## [Job]
Pick out every line of the listing below that contains the string "pocket", treating uppercase and lowercase as different, and copy each one.

[Stored data entries]
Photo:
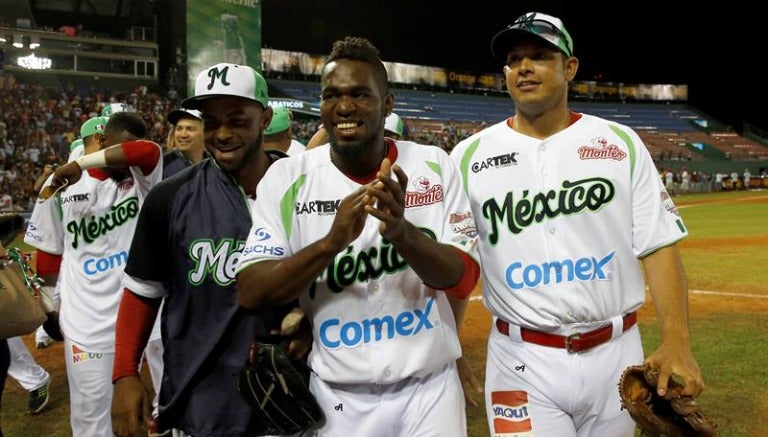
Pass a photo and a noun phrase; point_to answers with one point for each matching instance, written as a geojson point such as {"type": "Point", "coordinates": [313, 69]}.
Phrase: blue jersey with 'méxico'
{"type": "Point", "coordinates": [189, 237]}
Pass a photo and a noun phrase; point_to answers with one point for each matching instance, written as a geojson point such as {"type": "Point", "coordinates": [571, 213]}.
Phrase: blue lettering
{"type": "Point", "coordinates": [567, 270]}
{"type": "Point", "coordinates": [93, 266]}
{"type": "Point", "coordinates": [351, 334]}
{"type": "Point", "coordinates": [265, 249]}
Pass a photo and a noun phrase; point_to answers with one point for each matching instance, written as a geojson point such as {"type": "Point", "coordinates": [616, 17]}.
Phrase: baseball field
{"type": "Point", "coordinates": [725, 260]}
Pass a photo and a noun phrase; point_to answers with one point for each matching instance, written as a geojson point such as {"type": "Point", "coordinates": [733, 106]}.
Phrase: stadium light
{"type": "Point", "coordinates": [32, 62]}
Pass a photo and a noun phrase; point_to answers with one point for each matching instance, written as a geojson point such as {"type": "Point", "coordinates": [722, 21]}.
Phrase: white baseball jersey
{"type": "Point", "coordinates": [91, 224]}
{"type": "Point", "coordinates": [373, 319]}
{"type": "Point", "coordinates": [295, 148]}
{"type": "Point", "coordinates": [564, 220]}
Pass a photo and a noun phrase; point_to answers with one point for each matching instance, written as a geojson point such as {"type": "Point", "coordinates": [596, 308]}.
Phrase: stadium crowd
{"type": "Point", "coordinates": [38, 124]}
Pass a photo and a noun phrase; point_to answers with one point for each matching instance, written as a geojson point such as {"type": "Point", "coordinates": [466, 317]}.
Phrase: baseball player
{"type": "Point", "coordinates": [278, 133]}
{"type": "Point", "coordinates": [82, 236]}
{"type": "Point", "coordinates": [191, 232]}
{"type": "Point", "coordinates": [373, 258]}
{"type": "Point", "coordinates": [566, 204]}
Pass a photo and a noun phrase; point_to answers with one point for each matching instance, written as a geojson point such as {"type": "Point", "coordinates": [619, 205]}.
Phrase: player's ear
{"type": "Point", "coordinates": [571, 66]}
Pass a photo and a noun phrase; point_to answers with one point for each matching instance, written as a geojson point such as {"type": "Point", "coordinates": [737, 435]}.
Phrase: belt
{"type": "Point", "coordinates": [578, 342]}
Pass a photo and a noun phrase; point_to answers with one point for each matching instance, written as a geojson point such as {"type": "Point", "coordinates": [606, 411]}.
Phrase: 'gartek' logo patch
{"type": "Point", "coordinates": [510, 414]}
{"type": "Point", "coordinates": [600, 149]}
{"type": "Point", "coordinates": [319, 207]}
{"type": "Point", "coordinates": [498, 161]}
{"type": "Point", "coordinates": [75, 198]}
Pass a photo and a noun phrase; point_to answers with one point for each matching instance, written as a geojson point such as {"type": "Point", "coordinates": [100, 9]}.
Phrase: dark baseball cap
{"type": "Point", "coordinates": [546, 27]}
{"type": "Point", "coordinates": [177, 114]}
{"type": "Point", "coordinates": [228, 80]}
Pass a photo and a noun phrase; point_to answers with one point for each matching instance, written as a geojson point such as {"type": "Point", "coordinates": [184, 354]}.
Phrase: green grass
{"type": "Point", "coordinates": [731, 351]}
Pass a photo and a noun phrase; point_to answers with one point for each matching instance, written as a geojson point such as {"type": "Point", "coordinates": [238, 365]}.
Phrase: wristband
{"type": "Point", "coordinates": [92, 160]}
{"type": "Point", "coordinates": [46, 298]}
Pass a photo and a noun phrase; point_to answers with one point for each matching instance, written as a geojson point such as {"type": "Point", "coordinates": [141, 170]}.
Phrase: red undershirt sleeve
{"type": "Point", "coordinates": [467, 282]}
{"type": "Point", "coordinates": [47, 263]}
{"type": "Point", "coordinates": [134, 325]}
{"type": "Point", "coordinates": [141, 153]}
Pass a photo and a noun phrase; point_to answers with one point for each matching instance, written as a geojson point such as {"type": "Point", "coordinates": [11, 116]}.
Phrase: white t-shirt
{"type": "Point", "coordinates": [295, 148]}
{"type": "Point", "coordinates": [91, 225]}
{"type": "Point", "coordinates": [563, 221]}
{"type": "Point", "coordinates": [374, 320]}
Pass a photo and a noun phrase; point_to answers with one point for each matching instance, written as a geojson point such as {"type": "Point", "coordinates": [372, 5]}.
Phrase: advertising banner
{"type": "Point", "coordinates": [222, 31]}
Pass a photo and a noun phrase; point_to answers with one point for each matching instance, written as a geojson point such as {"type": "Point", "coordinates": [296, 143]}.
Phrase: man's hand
{"type": "Point", "coordinates": [130, 403]}
{"type": "Point", "coordinates": [389, 196]}
{"type": "Point", "coordinates": [349, 221]}
{"type": "Point", "coordinates": [63, 176]}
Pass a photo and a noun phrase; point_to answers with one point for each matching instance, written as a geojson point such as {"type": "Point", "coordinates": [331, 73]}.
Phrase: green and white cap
{"type": "Point", "coordinates": [546, 27]}
{"type": "Point", "coordinates": [111, 108]}
{"type": "Point", "coordinates": [394, 124]}
{"type": "Point", "coordinates": [281, 121]}
{"type": "Point", "coordinates": [92, 126]}
{"type": "Point", "coordinates": [228, 80]}
{"type": "Point", "coordinates": [75, 144]}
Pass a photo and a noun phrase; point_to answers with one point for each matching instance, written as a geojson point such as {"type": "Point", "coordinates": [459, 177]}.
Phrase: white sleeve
{"type": "Point", "coordinates": [45, 230]}
{"type": "Point", "coordinates": [272, 218]}
{"type": "Point", "coordinates": [655, 219]}
{"type": "Point", "coordinates": [459, 228]}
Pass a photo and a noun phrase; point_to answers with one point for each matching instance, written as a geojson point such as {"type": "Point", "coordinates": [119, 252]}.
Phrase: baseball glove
{"type": "Point", "coordinates": [277, 389]}
{"type": "Point", "coordinates": [672, 415]}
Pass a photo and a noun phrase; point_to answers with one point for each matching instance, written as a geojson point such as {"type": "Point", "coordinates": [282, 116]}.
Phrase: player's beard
{"type": "Point", "coordinates": [249, 153]}
{"type": "Point", "coordinates": [117, 174]}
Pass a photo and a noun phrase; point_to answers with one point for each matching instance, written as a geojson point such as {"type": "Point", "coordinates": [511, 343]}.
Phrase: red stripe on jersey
{"type": "Point", "coordinates": [47, 263]}
{"type": "Point", "coordinates": [134, 325]}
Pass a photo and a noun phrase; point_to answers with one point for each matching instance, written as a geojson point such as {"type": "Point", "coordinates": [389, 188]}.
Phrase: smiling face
{"type": "Point", "coordinates": [233, 127]}
{"type": "Point", "coordinates": [355, 102]}
{"type": "Point", "coordinates": [537, 76]}
{"type": "Point", "coordinates": [188, 136]}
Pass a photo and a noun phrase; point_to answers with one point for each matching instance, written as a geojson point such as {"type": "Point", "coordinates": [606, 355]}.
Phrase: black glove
{"type": "Point", "coordinates": [277, 389]}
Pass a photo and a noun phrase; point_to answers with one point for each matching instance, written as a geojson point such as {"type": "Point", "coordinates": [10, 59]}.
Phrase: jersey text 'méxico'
{"type": "Point", "coordinates": [374, 321]}
{"type": "Point", "coordinates": [91, 225]}
{"type": "Point", "coordinates": [563, 221]}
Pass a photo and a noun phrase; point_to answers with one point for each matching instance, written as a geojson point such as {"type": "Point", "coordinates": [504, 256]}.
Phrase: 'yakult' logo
{"type": "Point", "coordinates": [510, 414]}
{"type": "Point", "coordinates": [334, 334]}
{"type": "Point", "coordinates": [549, 272]}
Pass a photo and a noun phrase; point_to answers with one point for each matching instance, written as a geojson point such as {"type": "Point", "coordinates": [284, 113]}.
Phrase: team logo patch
{"type": "Point", "coordinates": [463, 223]}
{"type": "Point", "coordinates": [669, 205]}
{"type": "Point", "coordinates": [425, 193]}
{"type": "Point", "coordinates": [600, 149]}
{"type": "Point", "coordinates": [511, 415]}
{"type": "Point", "coordinates": [81, 356]}
{"type": "Point", "coordinates": [125, 185]}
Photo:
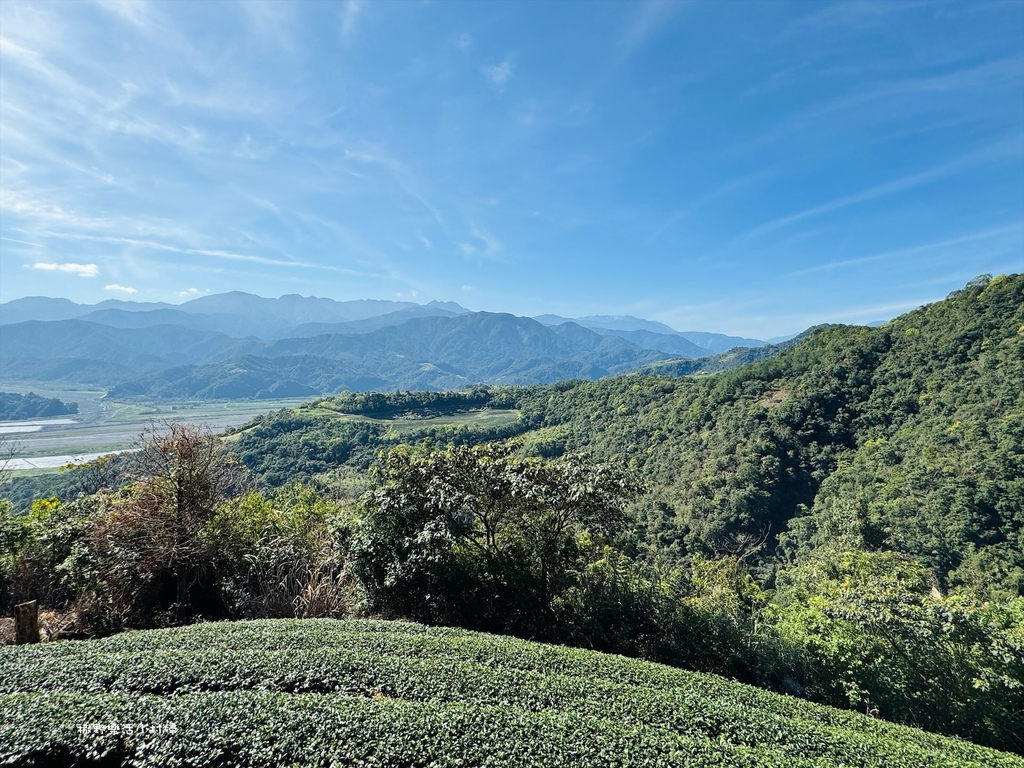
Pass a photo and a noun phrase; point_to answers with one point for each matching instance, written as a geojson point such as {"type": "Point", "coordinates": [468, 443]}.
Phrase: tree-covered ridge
{"type": "Point", "coordinates": [817, 523]}
{"type": "Point", "coordinates": [14, 407]}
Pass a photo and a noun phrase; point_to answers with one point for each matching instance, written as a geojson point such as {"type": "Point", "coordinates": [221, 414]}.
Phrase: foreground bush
{"type": "Point", "coordinates": [333, 692]}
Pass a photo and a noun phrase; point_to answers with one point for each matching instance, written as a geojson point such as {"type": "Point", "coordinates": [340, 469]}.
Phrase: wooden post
{"type": "Point", "coordinates": [27, 623]}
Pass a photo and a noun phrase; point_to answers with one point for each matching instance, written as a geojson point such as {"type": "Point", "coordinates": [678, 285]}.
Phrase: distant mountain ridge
{"type": "Point", "coordinates": [238, 345]}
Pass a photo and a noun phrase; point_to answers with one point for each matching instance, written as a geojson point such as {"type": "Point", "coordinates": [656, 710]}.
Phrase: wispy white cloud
{"type": "Point", "coordinates": [349, 17]}
{"type": "Point", "coordinates": [24, 242]}
{"type": "Point", "coordinates": [1011, 236]}
{"type": "Point", "coordinates": [82, 270]}
{"type": "Point", "coordinates": [500, 74]}
{"type": "Point", "coordinates": [858, 13]}
{"type": "Point", "coordinates": [650, 16]}
{"type": "Point", "coordinates": [996, 152]}
{"type": "Point", "coordinates": [722, 190]}
{"type": "Point", "coordinates": [270, 22]}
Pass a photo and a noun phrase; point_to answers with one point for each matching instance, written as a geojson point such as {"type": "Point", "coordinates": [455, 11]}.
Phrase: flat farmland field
{"type": "Point", "coordinates": [103, 426]}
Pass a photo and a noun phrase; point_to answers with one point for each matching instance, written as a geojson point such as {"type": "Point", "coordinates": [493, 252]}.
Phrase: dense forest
{"type": "Point", "coordinates": [842, 521]}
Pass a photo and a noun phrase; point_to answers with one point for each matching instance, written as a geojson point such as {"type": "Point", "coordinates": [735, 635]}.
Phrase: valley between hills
{"type": "Point", "coordinates": [838, 519]}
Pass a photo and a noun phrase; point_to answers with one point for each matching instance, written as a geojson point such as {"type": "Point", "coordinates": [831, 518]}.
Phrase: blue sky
{"type": "Point", "coordinates": [740, 167]}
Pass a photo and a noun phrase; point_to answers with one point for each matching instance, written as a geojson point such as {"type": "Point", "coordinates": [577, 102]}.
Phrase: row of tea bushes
{"type": "Point", "coordinates": [330, 692]}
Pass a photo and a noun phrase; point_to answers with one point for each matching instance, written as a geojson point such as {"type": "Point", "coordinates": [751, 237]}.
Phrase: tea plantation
{"type": "Point", "coordinates": [328, 692]}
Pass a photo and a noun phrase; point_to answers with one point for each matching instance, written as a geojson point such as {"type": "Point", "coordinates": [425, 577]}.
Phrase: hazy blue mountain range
{"type": "Point", "coordinates": [240, 345]}
{"type": "Point", "coordinates": [653, 335]}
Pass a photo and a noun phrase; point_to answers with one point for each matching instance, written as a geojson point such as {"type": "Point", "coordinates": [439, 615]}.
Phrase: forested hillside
{"type": "Point", "coordinates": [842, 521]}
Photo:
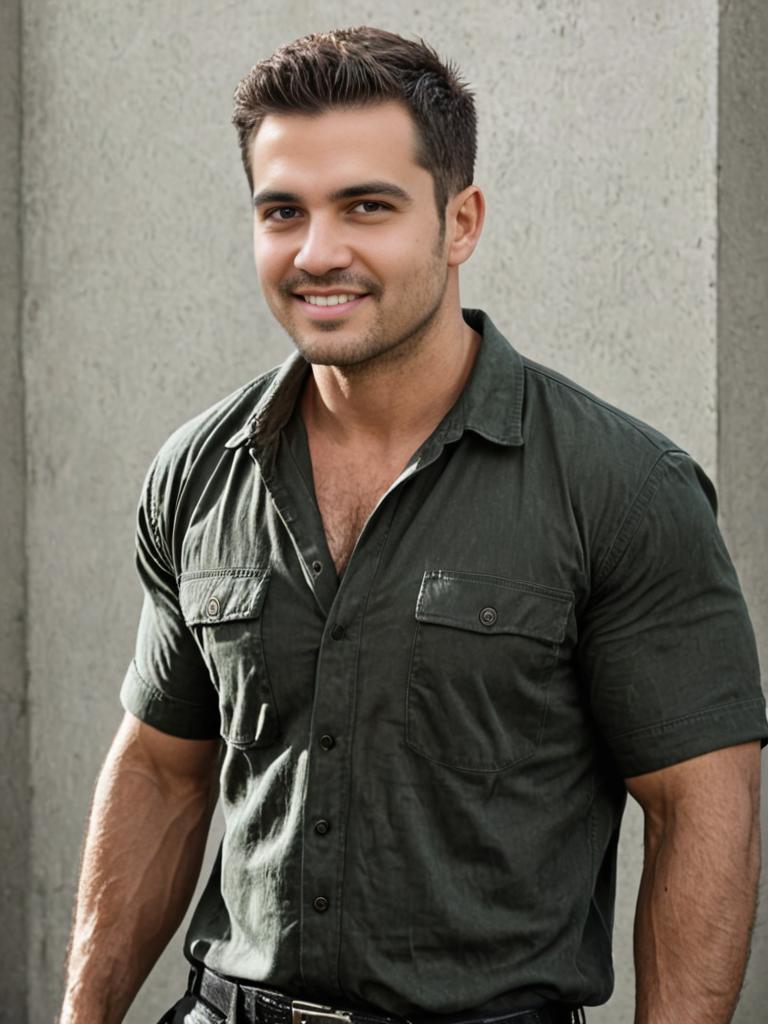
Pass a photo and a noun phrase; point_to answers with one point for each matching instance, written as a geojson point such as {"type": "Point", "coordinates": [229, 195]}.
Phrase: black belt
{"type": "Point", "coordinates": [242, 1004]}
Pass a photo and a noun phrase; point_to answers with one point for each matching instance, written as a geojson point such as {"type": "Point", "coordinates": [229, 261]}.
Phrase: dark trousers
{"type": "Point", "coordinates": [190, 1011]}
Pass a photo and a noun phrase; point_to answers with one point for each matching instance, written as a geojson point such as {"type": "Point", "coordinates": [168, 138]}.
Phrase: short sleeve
{"type": "Point", "coordinates": [167, 684]}
{"type": "Point", "coordinates": [666, 647]}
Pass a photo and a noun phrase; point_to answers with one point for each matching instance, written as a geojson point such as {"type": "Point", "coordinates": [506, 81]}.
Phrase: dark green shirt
{"type": "Point", "coordinates": [423, 761]}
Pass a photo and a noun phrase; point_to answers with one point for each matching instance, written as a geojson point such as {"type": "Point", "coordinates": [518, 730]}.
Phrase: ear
{"type": "Point", "coordinates": [465, 214]}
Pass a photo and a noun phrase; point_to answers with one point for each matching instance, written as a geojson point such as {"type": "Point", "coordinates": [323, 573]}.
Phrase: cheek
{"type": "Point", "coordinates": [269, 257]}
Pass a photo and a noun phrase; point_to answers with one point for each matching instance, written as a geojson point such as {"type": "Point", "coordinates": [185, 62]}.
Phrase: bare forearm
{"type": "Point", "coordinates": [693, 923]}
{"type": "Point", "coordinates": [140, 863]}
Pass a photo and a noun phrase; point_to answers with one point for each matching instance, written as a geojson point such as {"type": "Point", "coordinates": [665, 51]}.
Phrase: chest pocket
{"type": "Point", "coordinates": [483, 654]}
{"type": "Point", "coordinates": [223, 609]}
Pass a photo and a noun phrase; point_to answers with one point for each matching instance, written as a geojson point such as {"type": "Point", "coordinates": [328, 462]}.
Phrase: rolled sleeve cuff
{"type": "Point", "coordinates": [171, 715]}
{"type": "Point", "coordinates": [667, 743]}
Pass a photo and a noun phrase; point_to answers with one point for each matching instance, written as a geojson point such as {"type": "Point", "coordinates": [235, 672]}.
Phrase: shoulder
{"type": "Point", "coordinates": [188, 457]}
{"type": "Point", "coordinates": [615, 469]}
{"type": "Point", "coordinates": [577, 412]}
{"type": "Point", "coordinates": [209, 430]}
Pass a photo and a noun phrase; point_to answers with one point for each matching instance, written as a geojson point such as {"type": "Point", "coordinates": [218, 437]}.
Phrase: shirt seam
{"type": "Point", "coordinates": [159, 695]}
{"type": "Point", "coordinates": [683, 719]}
{"type": "Point", "coordinates": [631, 521]}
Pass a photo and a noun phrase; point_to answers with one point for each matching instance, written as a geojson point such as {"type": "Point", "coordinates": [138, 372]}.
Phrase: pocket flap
{"type": "Point", "coordinates": [489, 604]}
{"type": "Point", "coordinates": [222, 595]}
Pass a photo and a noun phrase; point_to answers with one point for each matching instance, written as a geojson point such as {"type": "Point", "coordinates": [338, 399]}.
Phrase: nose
{"type": "Point", "coordinates": [324, 249]}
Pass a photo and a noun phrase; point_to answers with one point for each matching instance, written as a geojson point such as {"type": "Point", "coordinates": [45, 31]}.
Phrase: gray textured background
{"type": "Point", "coordinates": [625, 156]}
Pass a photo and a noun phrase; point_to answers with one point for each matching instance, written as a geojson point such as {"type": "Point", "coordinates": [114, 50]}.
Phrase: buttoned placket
{"type": "Point", "coordinates": [332, 724]}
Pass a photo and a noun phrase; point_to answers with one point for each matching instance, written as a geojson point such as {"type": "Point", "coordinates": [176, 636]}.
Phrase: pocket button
{"type": "Point", "coordinates": [488, 615]}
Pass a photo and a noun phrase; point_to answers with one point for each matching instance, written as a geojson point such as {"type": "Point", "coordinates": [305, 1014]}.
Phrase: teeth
{"type": "Point", "coordinates": [329, 300]}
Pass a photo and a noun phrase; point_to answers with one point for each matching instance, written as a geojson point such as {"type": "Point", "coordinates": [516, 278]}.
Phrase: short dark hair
{"type": "Point", "coordinates": [359, 68]}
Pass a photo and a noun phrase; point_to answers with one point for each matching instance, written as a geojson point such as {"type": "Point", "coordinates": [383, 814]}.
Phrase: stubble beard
{"type": "Point", "coordinates": [382, 343]}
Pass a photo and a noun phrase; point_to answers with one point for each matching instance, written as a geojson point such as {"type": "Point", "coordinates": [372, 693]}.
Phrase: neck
{"type": "Point", "coordinates": [391, 401]}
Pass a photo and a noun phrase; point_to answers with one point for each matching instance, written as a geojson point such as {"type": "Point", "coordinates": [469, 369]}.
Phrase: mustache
{"type": "Point", "coordinates": [292, 285]}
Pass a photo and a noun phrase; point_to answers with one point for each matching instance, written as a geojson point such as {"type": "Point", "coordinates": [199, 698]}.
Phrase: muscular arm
{"type": "Point", "coordinates": [142, 854]}
{"type": "Point", "coordinates": [698, 889]}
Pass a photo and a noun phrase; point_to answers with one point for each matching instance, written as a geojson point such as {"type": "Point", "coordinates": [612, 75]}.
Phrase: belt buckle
{"type": "Point", "coordinates": [309, 1013]}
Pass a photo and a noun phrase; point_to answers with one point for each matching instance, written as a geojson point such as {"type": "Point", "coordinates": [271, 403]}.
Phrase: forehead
{"type": "Point", "coordinates": [374, 141]}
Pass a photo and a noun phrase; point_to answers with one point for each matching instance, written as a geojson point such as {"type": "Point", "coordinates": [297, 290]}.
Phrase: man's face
{"type": "Point", "coordinates": [347, 241]}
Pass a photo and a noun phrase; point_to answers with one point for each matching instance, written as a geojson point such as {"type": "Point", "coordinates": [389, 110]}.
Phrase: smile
{"type": "Point", "coordinates": [330, 305]}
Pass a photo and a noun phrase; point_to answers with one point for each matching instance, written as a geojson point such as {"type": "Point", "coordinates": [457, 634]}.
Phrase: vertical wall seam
{"type": "Point", "coordinates": [22, 305]}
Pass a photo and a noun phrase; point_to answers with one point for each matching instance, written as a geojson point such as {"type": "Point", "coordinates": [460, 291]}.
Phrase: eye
{"type": "Point", "coordinates": [281, 214]}
{"type": "Point", "coordinates": [370, 206]}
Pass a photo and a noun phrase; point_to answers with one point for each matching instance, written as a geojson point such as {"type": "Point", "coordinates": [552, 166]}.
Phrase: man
{"type": "Point", "coordinates": [443, 608]}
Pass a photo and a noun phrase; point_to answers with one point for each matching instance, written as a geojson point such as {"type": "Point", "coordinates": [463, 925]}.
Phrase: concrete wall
{"type": "Point", "coordinates": [742, 352]}
{"type": "Point", "coordinates": [599, 150]}
{"type": "Point", "coordinates": [14, 760]}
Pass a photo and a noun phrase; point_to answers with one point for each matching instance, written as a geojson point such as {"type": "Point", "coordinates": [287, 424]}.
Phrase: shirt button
{"type": "Point", "coordinates": [488, 616]}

## [Result for this task]
Phrase: chest pocket
Phrase: pocket flap
Phrase: pocket button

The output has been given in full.